Text section:
+--
This sovereignty is a spiritual notion: the ancestral tie between the land, or 'mother nature', and the Aboriginal and Torres Strait Islander peoples who were born therefrom, remain attached thereto, and must one day return thither to be united with our ancestors. This link is the basis of the ownership of the soil, or better, of sovereignty. It has never been ceded or extinguished, and co-exists with the sovereignty of the Crown.

How could it be otherwise? That peoples possessed a land for sixty millennia and this sacred link disappears from world history in merely the last two hundred years?

With substantive constitutional change and structural reform, we believe this ancient sovereignty can shine through as a fuller expression of Australia’s nationhood.

Proportionally, we are the most incarcerated people on the planet. We are not an innately criminal people. Our children are aliened from their families at unprecedented rates. This cannot be because we have no love for them. And our youth languish in detention in obscene numbers. They should be our hope for the future.

These dimensions of our crisis tell plainly the structural nature of our problem. This is the torment of our powerlessness.

We seek constitutional reforms to empower our people and take a rightful place in our own country. When we have power over our destiny our children will flourish. They will walk in two worlds and their culture will be a gift to their country.
+--
[Source data]
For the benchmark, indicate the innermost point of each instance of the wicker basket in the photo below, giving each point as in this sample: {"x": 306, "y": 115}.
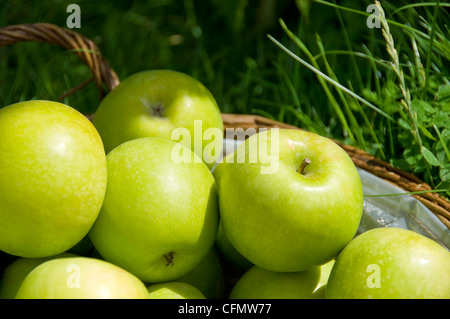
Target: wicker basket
{"x": 106, "y": 79}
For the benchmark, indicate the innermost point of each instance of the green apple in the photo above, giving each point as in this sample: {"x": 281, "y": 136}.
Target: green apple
{"x": 80, "y": 278}
{"x": 156, "y": 103}
{"x": 391, "y": 263}
{"x": 160, "y": 217}
{"x": 15, "y": 273}
{"x": 208, "y": 277}
{"x": 229, "y": 252}
{"x": 259, "y": 283}
{"x": 174, "y": 290}
{"x": 289, "y": 199}
{"x": 83, "y": 248}
{"x": 52, "y": 178}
+--
What to do: Write out the passage on Aboriginal and Torres Strait Islander sovereignty word for word, beginning at the words "Proportionally, we are" and stopping after the words "of our powerlessness.". None of the entries is needed for this work.

Task solution:
Proportionally, we are the most incarcerated people on the planet. We are not an innately criminal people. Our children are aliened from their families at unprecedented rates. This cannot be because we have no love for them. And our youth languish in detention in obscene numbers. They should be our hope for the future.

These dimensions of our crisis tell plainly the structural nature of our problem. This is the torment of our powerlessness.